▶ EXERCISE: Would you please copy every line of the material that follows, exactly as it reads?

▶ DATA PROVIDED:
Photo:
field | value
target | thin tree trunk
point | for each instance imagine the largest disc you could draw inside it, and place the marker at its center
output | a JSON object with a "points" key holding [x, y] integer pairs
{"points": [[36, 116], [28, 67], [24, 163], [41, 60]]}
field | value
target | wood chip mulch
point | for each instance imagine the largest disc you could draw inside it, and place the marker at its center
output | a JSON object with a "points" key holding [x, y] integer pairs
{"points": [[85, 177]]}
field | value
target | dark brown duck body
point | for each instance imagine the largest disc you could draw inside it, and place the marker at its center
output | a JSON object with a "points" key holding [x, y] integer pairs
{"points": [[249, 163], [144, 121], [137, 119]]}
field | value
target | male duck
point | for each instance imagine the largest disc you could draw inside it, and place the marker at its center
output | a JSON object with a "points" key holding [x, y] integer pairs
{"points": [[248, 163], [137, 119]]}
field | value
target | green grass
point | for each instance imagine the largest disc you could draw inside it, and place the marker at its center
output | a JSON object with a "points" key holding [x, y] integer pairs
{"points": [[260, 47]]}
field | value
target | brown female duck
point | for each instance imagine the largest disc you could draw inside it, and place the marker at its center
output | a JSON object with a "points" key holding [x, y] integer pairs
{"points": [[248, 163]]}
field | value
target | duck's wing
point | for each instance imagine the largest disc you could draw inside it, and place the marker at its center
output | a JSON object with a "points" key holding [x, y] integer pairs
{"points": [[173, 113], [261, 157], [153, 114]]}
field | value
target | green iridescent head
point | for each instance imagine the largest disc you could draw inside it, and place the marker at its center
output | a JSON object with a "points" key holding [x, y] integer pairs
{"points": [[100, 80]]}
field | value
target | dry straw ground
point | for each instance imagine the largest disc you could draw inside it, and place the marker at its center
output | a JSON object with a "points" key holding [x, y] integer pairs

▶ EXPECTED ANSWER:
Photo:
field | value
target | thin tree trunk
point | for each instance imagine the largest disc you could draw inside it, and place the marker at its center
output | a JSON object with a "points" key holding [x, y] integer pairs
{"points": [[36, 116], [28, 67], [24, 163], [41, 60]]}
field | value
target | wood chip mulch
point | for each instance imagine the largest disc you could draw inside it, and place the marker at its center
output | a JSON object with a "points" key holding [x, y] integer pairs
{"points": [[85, 177]]}
field | value
target | dark brown duck body
point | for each instance imagine the largest disc you could draw inside it, and place the marker at its center
output | a JSON object with a "points" key holding [x, y] integer pairs
{"points": [[249, 163], [144, 121], [137, 119]]}
field | value
target | male duck
point | for each instance imagine the largest disc you could draw inside it, and place the marker at its center
output | a JSON object with a "points" key holding [x, y] integer pairs
{"points": [[248, 163], [137, 119]]}
field | value
target | green grass
point | for each instance imagine the largest disc you could draw inside it, and place the marker at its center
output | a JSON object with a "points" key holding [x, y] integer pairs
{"points": [[260, 47]]}
field | value
target | brown female duck
point | for each instance imagine the largest disc you could draw inside it, and place the marker at its center
output | a JSON object with a "points" key holding [x, y] integer pairs
{"points": [[248, 163]]}
field | value
target | duck's wing
point | for each instance imagine the largest disc you could draw inside it, and place the marker at its center
output | a JSON object with a "points" key holding [x, y] integer pairs
{"points": [[173, 113], [261, 157], [153, 114]]}
field | value
target | green iridescent head
point | for each instance imagine the largest disc you could draw inside it, and place the marker at its center
output | a JSON object with a "points" key holding [x, y] integer pairs
{"points": [[100, 80]]}
field | value
target | dry straw ground
point | for each instance imagine the largest disc you could draw inside it, and place the marker at its center
output | a JSON object with a "points" key holding [x, y] integer pairs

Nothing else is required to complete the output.